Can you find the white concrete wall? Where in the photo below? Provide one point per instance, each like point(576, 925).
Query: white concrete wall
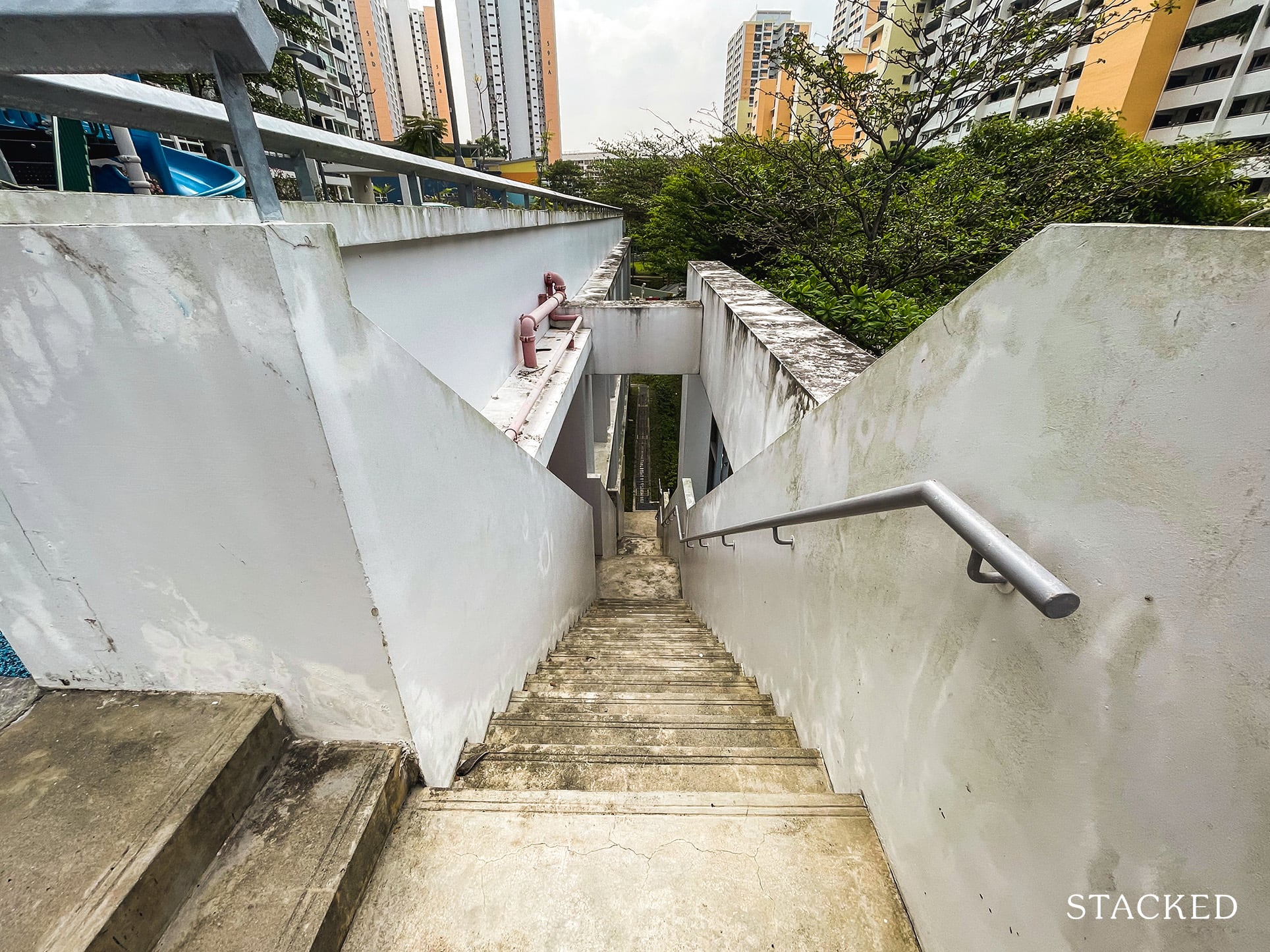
point(453, 302)
point(172, 517)
point(763, 363)
point(1111, 418)
point(695, 418)
point(478, 558)
point(446, 283)
point(219, 476)
point(630, 336)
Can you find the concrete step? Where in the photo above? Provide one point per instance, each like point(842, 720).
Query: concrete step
point(639, 705)
point(291, 874)
point(648, 768)
point(654, 730)
point(634, 545)
point(638, 662)
point(551, 870)
point(572, 649)
point(710, 672)
point(671, 695)
point(123, 800)
point(636, 681)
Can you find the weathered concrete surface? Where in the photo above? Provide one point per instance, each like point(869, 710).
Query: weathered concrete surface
point(291, 874)
point(172, 517)
point(628, 872)
point(1100, 396)
point(609, 282)
point(17, 696)
point(116, 803)
point(620, 819)
point(476, 556)
point(354, 224)
point(763, 366)
point(635, 571)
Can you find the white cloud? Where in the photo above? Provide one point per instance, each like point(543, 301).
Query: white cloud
point(622, 63)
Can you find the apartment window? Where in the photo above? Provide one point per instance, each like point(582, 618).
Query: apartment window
point(1238, 24)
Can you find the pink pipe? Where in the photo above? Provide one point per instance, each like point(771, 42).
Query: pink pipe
point(531, 321)
point(513, 428)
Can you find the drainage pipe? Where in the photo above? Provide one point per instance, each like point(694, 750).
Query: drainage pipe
point(517, 424)
point(531, 321)
point(131, 161)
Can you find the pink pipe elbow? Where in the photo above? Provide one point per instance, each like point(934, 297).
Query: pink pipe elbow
point(529, 338)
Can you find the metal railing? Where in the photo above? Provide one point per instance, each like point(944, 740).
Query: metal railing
point(619, 443)
point(109, 99)
point(987, 542)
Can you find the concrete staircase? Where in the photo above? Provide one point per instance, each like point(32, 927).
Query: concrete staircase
point(639, 793)
point(183, 822)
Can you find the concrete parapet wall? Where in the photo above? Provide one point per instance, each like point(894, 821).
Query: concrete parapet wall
point(1111, 419)
point(763, 363)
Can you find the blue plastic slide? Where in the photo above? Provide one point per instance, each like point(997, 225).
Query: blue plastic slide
point(177, 173)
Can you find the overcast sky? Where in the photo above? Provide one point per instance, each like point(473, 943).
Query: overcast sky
point(624, 60)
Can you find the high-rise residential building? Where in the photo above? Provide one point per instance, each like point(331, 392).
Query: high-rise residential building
point(380, 93)
point(510, 64)
point(327, 60)
point(421, 72)
point(1127, 72)
point(851, 18)
point(748, 53)
point(1219, 79)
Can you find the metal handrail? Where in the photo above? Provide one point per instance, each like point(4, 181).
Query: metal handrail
point(121, 102)
point(615, 456)
point(987, 542)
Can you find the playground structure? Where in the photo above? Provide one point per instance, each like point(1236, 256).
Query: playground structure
point(71, 154)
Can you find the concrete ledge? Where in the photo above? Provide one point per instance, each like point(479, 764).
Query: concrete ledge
point(818, 359)
point(605, 281)
point(543, 427)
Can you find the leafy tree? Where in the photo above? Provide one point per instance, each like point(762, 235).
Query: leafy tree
point(565, 176)
point(423, 135)
point(282, 76)
point(692, 216)
point(632, 174)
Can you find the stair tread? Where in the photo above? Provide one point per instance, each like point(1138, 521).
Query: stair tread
point(557, 874)
point(647, 720)
point(615, 753)
point(131, 795)
point(685, 803)
point(280, 879)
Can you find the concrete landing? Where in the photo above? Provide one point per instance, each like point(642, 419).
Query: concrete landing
point(123, 799)
point(17, 696)
point(502, 870)
point(639, 570)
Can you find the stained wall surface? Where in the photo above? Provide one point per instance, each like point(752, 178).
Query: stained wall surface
point(1111, 419)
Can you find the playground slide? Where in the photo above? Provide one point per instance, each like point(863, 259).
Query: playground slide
point(184, 173)
point(177, 173)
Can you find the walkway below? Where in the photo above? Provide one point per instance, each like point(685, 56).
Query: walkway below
point(638, 793)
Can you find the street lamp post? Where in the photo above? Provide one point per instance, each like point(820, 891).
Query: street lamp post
point(295, 51)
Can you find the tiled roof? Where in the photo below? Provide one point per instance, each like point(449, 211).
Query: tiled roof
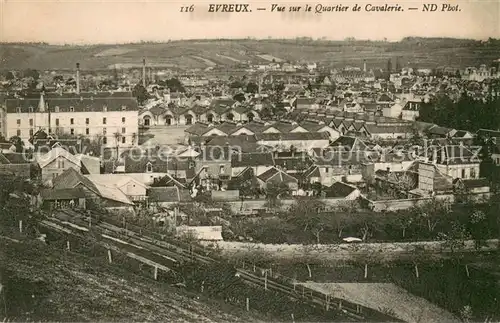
point(47, 158)
point(339, 189)
point(252, 159)
point(293, 136)
point(62, 194)
point(164, 194)
point(70, 178)
point(77, 102)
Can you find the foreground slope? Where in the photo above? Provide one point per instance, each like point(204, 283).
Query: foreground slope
point(41, 283)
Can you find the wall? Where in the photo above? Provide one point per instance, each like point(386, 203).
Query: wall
point(51, 170)
point(357, 252)
point(254, 205)
point(403, 204)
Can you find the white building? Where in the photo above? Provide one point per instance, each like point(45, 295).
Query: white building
point(112, 117)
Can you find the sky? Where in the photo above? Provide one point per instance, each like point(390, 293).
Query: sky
point(122, 21)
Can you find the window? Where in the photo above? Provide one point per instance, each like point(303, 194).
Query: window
point(60, 163)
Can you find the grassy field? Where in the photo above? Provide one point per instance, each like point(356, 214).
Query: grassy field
point(44, 284)
point(419, 52)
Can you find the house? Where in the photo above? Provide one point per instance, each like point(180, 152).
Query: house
point(15, 164)
point(386, 131)
point(456, 161)
point(336, 166)
point(319, 126)
point(52, 199)
point(167, 196)
point(56, 162)
point(342, 190)
point(393, 111)
point(134, 189)
point(431, 180)
point(477, 189)
point(84, 113)
point(347, 143)
point(301, 141)
point(259, 162)
point(109, 197)
point(411, 110)
point(281, 126)
point(440, 132)
point(275, 176)
point(90, 164)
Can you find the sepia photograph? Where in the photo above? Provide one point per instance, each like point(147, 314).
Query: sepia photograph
point(259, 161)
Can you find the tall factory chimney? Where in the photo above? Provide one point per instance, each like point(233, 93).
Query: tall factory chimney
point(78, 78)
point(144, 72)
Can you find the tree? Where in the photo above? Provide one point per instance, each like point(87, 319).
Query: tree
point(306, 213)
point(240, 97)
point(140, 93)
point(18, 143)
point(31, 73)
point(9, 76)
point(274, 192)
point(252, 88)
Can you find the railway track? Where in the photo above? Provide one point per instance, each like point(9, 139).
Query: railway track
point(160, 252)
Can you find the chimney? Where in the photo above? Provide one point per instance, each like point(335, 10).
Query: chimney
point(78, 78)
point(144, 72)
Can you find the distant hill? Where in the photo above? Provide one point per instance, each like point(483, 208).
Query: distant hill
point(418, 52)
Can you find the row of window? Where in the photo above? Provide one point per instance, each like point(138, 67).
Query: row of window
point(72, 131)
point(71, 121)
point(71, 109)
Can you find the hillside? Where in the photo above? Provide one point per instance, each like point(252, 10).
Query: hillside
point(44, 284)
point(419, 52)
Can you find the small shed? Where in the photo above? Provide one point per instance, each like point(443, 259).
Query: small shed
point(53, 199)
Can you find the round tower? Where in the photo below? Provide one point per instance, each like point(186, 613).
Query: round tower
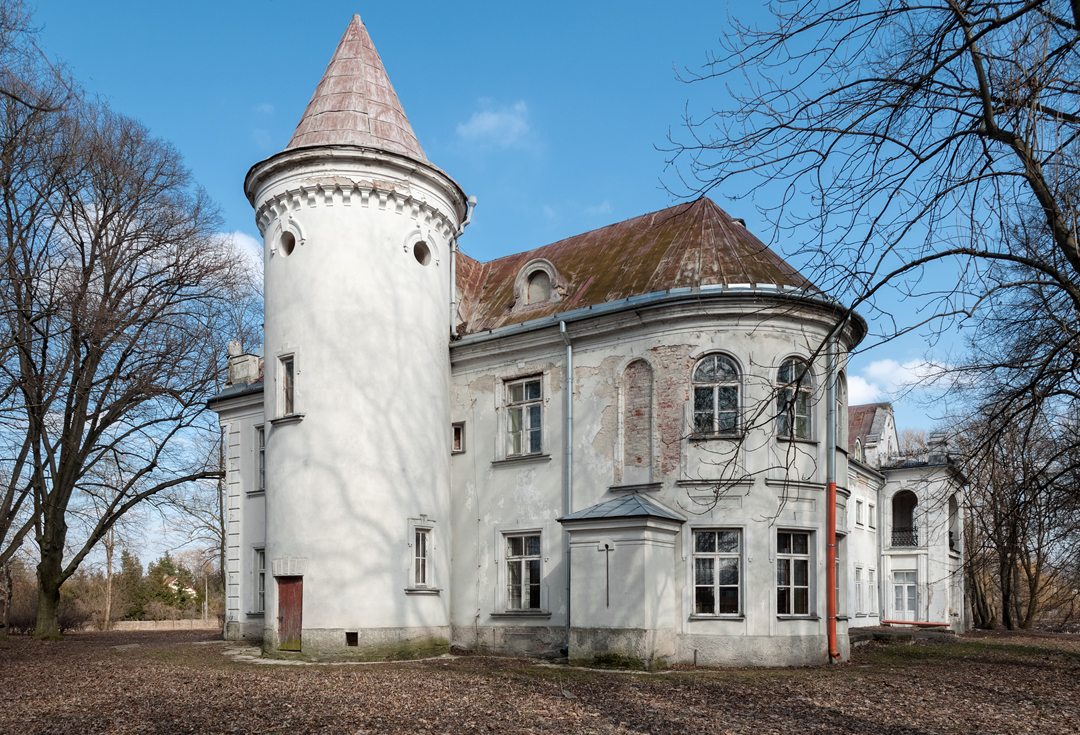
point(358, 229)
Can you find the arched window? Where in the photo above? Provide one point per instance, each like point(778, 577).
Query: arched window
point(538, 289)
point(794, 390)
point(716, 385)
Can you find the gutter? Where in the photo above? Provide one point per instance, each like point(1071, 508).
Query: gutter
point(672, 296)
point(471, 204)
point(567, 462)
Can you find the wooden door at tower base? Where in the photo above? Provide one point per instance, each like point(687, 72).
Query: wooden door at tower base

######

TASK DETAILS » Reproduce the entries word for word, from the line containing "Can you find the stained" through the line containing "point(112, 117)", including both of those lines. Leave the pictures out of your copy.

SOLUTION »
Can you find the stained wall surface? Where in the photo above? Provide one point per instance, each like point(752, 178).
Query: stained wall surface
point(1111, 419)
Can you find the playground slide? Where in the photo above? Provide one point per instance, each like point(863, 259).
Query: playground slide
point(184, 173)
point(177, 173)
Can you find the walkway below? Where in the photo above? Provide one point per instance, each like point(685, 56).
Query: walkway below
point(638, 793)
Can you find the street lamp post? Where in the photo above? Provide one point per instance, each like point(820, 891).
Query: street lamp post
point(295, 51)
Can you find the tiled roof? Where in the photo below? Provide one point per instance, each like point(449, 211).
Query: tiled roof
point(47, 158)
point(339, 189)
point(252, 159)
point(293, 136)
point(62, 194)
point(164, 194)
point(70, 178)
point(77, 102)
Can you find the foreground slope? Where in the photo above? Provide one point per instance, each like point(204, 283).
Query: foreground slope
point(41, 283)
Can you find the wall? Where in the photo above? Provide one point per instance, each like point(386, 203).
Query: wall
point(51, 170)
point(357, 252)
point(254, 205)
point(403, 204)
Can you find the white building? Where in the photo above? Provide one point per instance, each like point(45, 295).
Query: white building
point(112, 117)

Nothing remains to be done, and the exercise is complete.